:: GIVEN PASSAGE ::
Children's Commissioner for Wales
- In office 2015–2022
- Preceded by: Keith Towler
- Succeeded by: Rocío Cifuentes

Personal details
- Education: Cardiff University

= Sally Holland =

Scottish social activist

Sally Holland is a registered social worker, researcher, and teacher, who was the Children's Commissioner for Wales 2015–2022.

==Early life==
Holland was born in Scotland.

She moved to Wales in 1992 and became an academic at Cardiff University. Her early career also included work as a registered social worker and she has experience in the statutory and voluntary sectors.

==Background==
Holland worked as a Professor at the School of Social Sciences at Cardiff University, and established the Children's Social Care Research and Development Centre (CASCADE) at Cardiff as its director until taking up the role as Children's Commissioner. She has learned Welsh since moving to Wales.
:::
WHAT THE TASK REQUIRES =>
Extend the biographical text on Sally Holland from where it stops. The saved entries can be ignored.
:: LISTED ENTRIES ::
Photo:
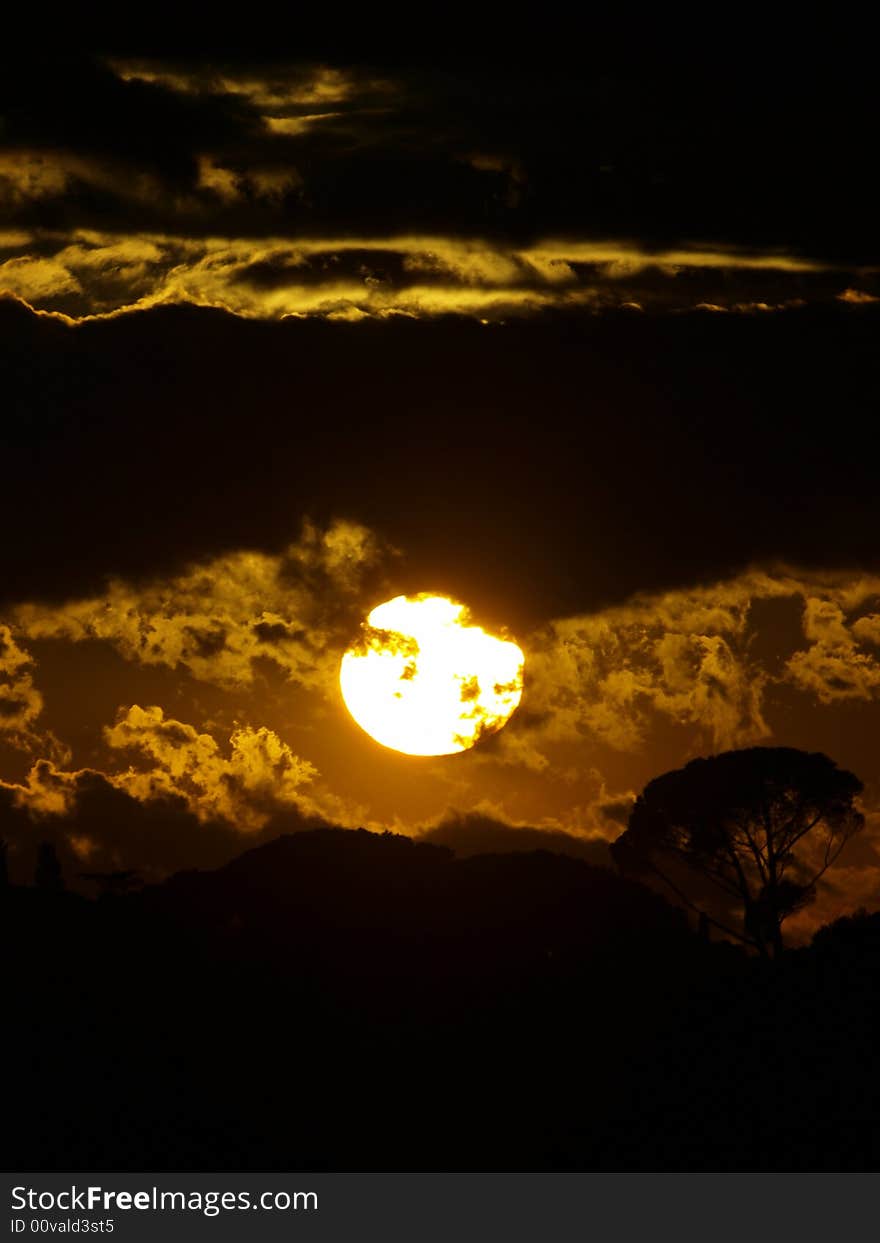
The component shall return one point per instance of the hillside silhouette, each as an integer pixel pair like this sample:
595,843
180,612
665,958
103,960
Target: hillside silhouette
347,999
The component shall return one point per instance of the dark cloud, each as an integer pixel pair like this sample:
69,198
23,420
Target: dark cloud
532,467
717,147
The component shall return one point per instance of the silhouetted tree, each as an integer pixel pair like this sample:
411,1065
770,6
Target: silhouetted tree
760,824
49,874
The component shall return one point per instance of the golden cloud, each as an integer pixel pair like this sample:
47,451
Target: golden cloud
257,777
88,272
687,658
20,701
218,619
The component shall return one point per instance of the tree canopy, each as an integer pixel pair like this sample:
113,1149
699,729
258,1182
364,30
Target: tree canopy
761,825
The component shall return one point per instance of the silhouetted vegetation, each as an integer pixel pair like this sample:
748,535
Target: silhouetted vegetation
346,999
761,825
49,874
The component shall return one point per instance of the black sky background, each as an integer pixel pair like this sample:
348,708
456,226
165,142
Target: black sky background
547,464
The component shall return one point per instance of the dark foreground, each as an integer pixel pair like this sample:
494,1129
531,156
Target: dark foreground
348,1001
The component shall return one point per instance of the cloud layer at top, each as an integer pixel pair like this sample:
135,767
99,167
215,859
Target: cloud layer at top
287,189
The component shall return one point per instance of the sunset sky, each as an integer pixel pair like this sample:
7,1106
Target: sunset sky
591,348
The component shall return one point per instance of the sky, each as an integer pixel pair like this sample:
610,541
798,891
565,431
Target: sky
587,343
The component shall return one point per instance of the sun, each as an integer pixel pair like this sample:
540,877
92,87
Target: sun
423,680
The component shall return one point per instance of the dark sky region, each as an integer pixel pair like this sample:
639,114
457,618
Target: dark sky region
588,342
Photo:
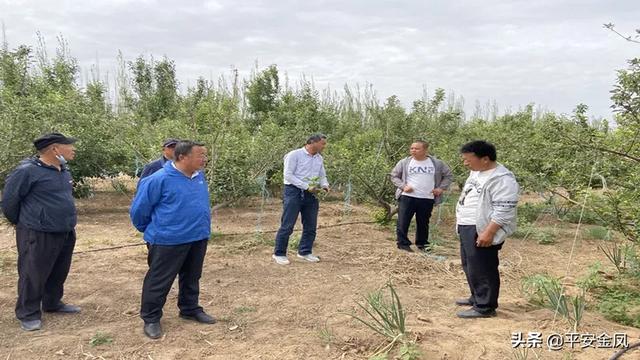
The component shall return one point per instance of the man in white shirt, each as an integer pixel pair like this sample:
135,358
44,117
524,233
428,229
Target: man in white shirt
485,216
420,180
304,176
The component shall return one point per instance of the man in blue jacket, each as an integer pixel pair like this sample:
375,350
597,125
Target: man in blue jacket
168,148
37,199
171,208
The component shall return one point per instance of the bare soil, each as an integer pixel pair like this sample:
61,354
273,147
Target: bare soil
266,311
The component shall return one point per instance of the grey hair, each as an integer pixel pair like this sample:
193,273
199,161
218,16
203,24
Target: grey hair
315,138
184,148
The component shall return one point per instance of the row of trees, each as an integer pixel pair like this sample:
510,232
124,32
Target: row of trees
250,124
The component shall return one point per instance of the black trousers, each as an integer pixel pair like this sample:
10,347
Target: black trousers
44,260
408,207
165,263
480,265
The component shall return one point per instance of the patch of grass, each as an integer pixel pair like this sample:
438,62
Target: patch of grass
521,353
326,335
294,241
523,231
100,338
617,254
244,309
383,356
620,303
215,236
544,290
593,279
544,237
532,288
588,216
530,213
385,316
379,216
410,351
598,233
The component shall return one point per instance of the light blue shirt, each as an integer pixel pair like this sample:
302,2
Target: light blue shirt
300,167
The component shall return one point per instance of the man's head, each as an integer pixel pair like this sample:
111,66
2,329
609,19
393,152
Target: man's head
:::
ANSWER AREA =>
==Children's Commissioner==
Holland was appointed as the next Children's Commissioner for Wales in January 2015, and took up the role in April 2015. There was some controversy around the process through which Holland came to become Commissioner, after the Welsh Government initially interviewed for the role and was initially unable to appoint a suitable candidate from the shortlist. The Government was also criticised for failing to make Welsh language skills a desirable requirement for the role. She succeeded incumbent Commissioner Keith Towler, who stepped down after seven years.

==Views==
Prof Holland is a campaigner for a ban on smacking children and a member of the pressure group Academics for Equal Protection.